SET EXERCISE. Retype the records that come next, word for word.

DATA LISTING.

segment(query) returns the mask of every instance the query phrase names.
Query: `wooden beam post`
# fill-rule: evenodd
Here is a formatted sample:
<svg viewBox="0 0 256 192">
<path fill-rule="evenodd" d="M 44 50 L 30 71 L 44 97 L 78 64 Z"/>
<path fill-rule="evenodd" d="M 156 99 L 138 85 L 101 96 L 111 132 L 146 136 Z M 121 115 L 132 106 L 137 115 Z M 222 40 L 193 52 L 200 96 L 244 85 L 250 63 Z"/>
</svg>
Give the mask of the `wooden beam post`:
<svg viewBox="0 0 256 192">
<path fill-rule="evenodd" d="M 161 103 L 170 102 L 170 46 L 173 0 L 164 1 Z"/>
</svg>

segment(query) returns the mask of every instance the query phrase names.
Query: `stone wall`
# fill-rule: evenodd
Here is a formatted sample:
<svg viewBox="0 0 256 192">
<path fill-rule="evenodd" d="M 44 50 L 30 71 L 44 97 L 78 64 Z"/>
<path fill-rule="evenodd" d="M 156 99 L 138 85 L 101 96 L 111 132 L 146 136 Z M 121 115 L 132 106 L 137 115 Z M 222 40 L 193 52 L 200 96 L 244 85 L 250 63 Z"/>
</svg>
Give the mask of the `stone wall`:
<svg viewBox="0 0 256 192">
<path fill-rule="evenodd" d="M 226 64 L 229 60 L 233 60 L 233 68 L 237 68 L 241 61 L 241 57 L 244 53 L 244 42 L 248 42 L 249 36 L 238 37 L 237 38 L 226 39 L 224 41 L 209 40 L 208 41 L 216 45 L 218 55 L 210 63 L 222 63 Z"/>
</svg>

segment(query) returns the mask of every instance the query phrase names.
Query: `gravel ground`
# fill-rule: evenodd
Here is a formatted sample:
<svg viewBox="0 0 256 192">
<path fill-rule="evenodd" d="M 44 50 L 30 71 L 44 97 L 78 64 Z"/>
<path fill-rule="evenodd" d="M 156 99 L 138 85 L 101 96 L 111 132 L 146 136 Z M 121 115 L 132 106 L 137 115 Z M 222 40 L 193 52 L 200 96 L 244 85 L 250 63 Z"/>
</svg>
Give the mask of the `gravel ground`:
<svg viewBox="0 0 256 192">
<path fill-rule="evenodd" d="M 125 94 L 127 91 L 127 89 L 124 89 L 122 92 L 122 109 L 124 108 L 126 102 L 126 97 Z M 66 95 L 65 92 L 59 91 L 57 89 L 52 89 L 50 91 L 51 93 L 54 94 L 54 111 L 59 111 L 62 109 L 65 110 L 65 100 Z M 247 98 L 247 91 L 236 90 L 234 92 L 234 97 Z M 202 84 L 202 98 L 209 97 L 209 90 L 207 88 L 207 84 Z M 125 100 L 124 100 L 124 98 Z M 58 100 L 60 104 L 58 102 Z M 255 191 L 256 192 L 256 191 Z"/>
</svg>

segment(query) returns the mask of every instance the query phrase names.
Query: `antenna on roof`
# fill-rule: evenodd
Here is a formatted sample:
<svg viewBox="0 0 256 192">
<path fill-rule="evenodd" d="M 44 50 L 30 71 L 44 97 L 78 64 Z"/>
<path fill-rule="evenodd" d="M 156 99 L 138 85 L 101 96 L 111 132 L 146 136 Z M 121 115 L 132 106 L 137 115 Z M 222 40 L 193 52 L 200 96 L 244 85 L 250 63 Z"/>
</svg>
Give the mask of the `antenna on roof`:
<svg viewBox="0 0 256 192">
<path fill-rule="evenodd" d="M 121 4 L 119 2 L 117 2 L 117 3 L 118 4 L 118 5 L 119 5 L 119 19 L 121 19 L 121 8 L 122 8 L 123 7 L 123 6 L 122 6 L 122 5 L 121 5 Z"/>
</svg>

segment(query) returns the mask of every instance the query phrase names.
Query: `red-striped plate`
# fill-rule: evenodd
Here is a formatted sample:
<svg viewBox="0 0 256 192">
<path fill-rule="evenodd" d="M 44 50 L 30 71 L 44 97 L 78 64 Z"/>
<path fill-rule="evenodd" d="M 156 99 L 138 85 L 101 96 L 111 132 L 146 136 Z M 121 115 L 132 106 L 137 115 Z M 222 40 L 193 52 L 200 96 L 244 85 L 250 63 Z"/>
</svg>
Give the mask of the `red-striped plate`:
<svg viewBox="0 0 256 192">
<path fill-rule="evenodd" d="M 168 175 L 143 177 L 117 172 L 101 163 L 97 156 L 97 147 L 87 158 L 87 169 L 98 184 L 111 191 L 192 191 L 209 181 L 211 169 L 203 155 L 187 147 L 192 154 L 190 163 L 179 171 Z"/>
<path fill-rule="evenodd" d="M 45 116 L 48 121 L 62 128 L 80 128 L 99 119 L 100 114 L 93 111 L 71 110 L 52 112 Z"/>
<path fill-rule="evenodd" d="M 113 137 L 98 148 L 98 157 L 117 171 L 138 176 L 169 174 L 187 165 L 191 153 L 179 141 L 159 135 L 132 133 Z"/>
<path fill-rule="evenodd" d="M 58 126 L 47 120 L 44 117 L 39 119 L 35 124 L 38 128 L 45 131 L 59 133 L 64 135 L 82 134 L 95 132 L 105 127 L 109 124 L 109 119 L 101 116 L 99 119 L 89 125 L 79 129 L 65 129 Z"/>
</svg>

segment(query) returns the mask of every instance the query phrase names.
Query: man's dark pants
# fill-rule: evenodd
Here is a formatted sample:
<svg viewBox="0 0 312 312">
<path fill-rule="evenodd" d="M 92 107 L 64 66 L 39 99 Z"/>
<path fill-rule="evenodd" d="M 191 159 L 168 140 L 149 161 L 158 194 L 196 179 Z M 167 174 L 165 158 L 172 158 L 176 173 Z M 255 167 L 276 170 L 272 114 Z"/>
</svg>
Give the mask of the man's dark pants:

EXPECTED ANSWER.
segment(query) returns the mask of every instance the query phrase names.
Query: `wooden beam post`
# fill-rule: evenodd
Here is a formatted sample:
<svg viewBox="0 0 256 192">
<path fill-rule="evenodd" d="M 44 50 L 30 71 L 44 97 L 78 64 Z"/>
<path fill-rule="evenodd" d="M 156 99 L 138 85 L 101 96 L 111 132 L 146 136 Z M 121 115 L 132 106 L 137 115 Z M 222 40 L 193 52 L 200 96 L 244 85 L 250 63 Z"/>
</svg>
Give the mask of the `wooden beam post`:
<svg viewBox="0 0 256 192">
<path fill-rule="evenodd" d="M 161 103 L 170 102 L 170 46 L 173 0 L 164 1 Z"/>
</svg>

segment(query) returns the mask of every instance the query phrase names.
Query: `stone wall`
# fill-rule: evenodd
Here is a formatted sample:
<svg viewBox="0 0 256 192">
<path fill-rule="evenodd" d="M 44 50 L 30 71 L 44 97 L 78 64 Z"/>
<path fill-rule="evenodd" d="M 156 99 L 138 85 L 101 96 L 111 132 L 146 136 Z M 121 115 L 132 106 L 137 115 Z M 222 40 L 193 52 L 200 96 L 244 85 L 250 63 Z"/>
</svg>
Give the mask of the `stone wall`:
<svg viewBox="0 0 256 192">
<path fill-rule="evenodd" d="M 226 64 L 229 60 L 233 60 L 233 68 L 237 68 L 241 61 L 241 57 L 244 53 L 244 42 L 248 42 L 249 36 L 238 37 L 237 38 L 226 39 L 224 41 L 209 40 L 208 41 L 216 45 L 218 55 L 210 63 L 222 63 Z"/>
</svg>

segment(query) returns the mask of every instance the query phrase names.
Query: `gravel ground`
# fill-rule: evenodd
Here is a formatted sample:
<svg viewBox="0 0 256 192">
<path fill-rule="evenodd" d="M 44 50 L 30 71 L 44 97 L 78 64 Z"/>
<path fill-rule="evenodd" d="M 156 99 L 138 85 L 101 96 L 111 132 L 146 136 Z M 121 115 L 132 106 L 137 115 Z M 222 40 L 193 52 L 200 96 L 244 85 L 250 63 Z"/>
</svg>
Give the mask of the `gravel ground`:
<svg viewBox="0 0 256 192">
<path fill-rule="evenodd" d="M 125 94 L 127 91 L 127 89 L 124 89 L 122 92 L 122 109 L 124 108 L 126 102 L 126 97 Z M 66 95 L 65 92 L 59 91 L 57 89 L 52 89 L 50 91 L 51 93 L 54 94 L 54 111 L 59 111 L 62 109 L 65 110 L 65 100 Z M 247 98 L 247 91 L 236 90 L 234 92 L 234 97 Z M 202 84 L 202 98 L 209 97 L 209 90 L 207 88 L 207 84 Z M 125 100 L 124 100 L 124 98 Z M 58 100 L 60 104 L 58 102 Z M 255 191 L 256 192 L 256 191 Z"/>
</svg>

segment(query) returns the mask of every instance the query phrase names.
Query: `antenna on roof`
# fill-rule: evenodd
Here is a formatted sample:
<svg viewBox="0 0 256 192">
<path fill-rule="evenodd" d="M 44 50 L 30 71 L 44 97 L 78 64 Z"/>
<path fill-rule="evenodd" d="M 156 99 L 138 85 L 101 96 L 111 132 L 146 136 Z M 121 115 L 132 106 L 137 115 Z M 222 40 L 193 52 L 200 96 L 244 85 L 250 63 Z"/>
</svg>
Give the mask of the `antenna on roof`:
<svg viewBox="0 0 256 192">
<path fill-rule="evenodd" d="M 121 4 L 119 2 L 117 2 L 117 3 L 118 4 L 118 5 L 119 5 L 119 19 L 121 19 L 121 8 L 122 8 L 123 7 L 123 6 L 122 6 L 122 5 L 121 5 Z"/>
</svg>

segment(query) returns the mask of every instance the query phrase names.
Query: `red-striped plate`
# fill-rule: evenodd
Here is a formatted sample:
<svg viewBox="0 0 256 192">
<path fill-rule="evenodd" d="M 44 50 L 30 71 L 44 97 L 78 64 Z"/>
<path fill-rule="evenodd" d="M 156 99 L 138 85 L 101 96 L 111 132 L 146 136 Z M 121 115 L 132 106 L 137 115 Z M 222 40 L 193 52 L 200 96 L 244 85 L 250 63 Z"/>
</svg>
Give the mask of the `red-striped plate`:
<svg viewBox="0 0 256 192">
<path fill-rule="evenodd" d="M 168 175 L 143 177 L 117 172 L 101 163 L 97 156 L 97 147 L 87 158 L 87 169 L 98 184 L 111 191 L 192 191 L 209 181 L 211 169 L 203 155 L 187 147 L 192 154 L 190 163 L 179 171 Z"/>
<path fill-rule="evenodd" d="M 45 116 L 48 121 L 62 128 L 80 128 L 99 119 L 100 114 L 93 111 L 71 110 L 52 112 Z"/>
<path fill-rule="evenodd" d="M 113 137 L 98 148 L 98 157 L 117 171 L 138 176 L 169 174 L 187 165 L 191 153 L 179 141 L 159 135 L 132 133 Z"/>
<path fill-rule="evenodd" d="M 58 126 L 47 120 L 44 117 L 39 119 L 35 124 L 38 128 L 45 131 L 59 133 L 64 135 L 82 134 L 95 132 L 105 127 L 109 124 L 109 119 L 101 116 L 99 119 L 89 125 L 79 129 L 65 129 Z"/>
</svg>

segment(query) returns the mask of every instance the query phrase names.
Query: man's dark pants
# fill-rule: evenodd
Here is a formatted sample:
<svg viewBox="0 0 312 312">
<path fill-rule="evenodd" d="M 92 107 L 64 66 L 39 99 Z"/>
<path fill-rule="evenodd" d="M 191 159 L 168 140 L 149 161 L 158 194 L 196 179 Z M 167 174 L 165 158 L 172 158 L 176 173 Z M 255 167 L 276 170 L 272 114 Z"/>
</svg>
Give the mask of the man's dark pants:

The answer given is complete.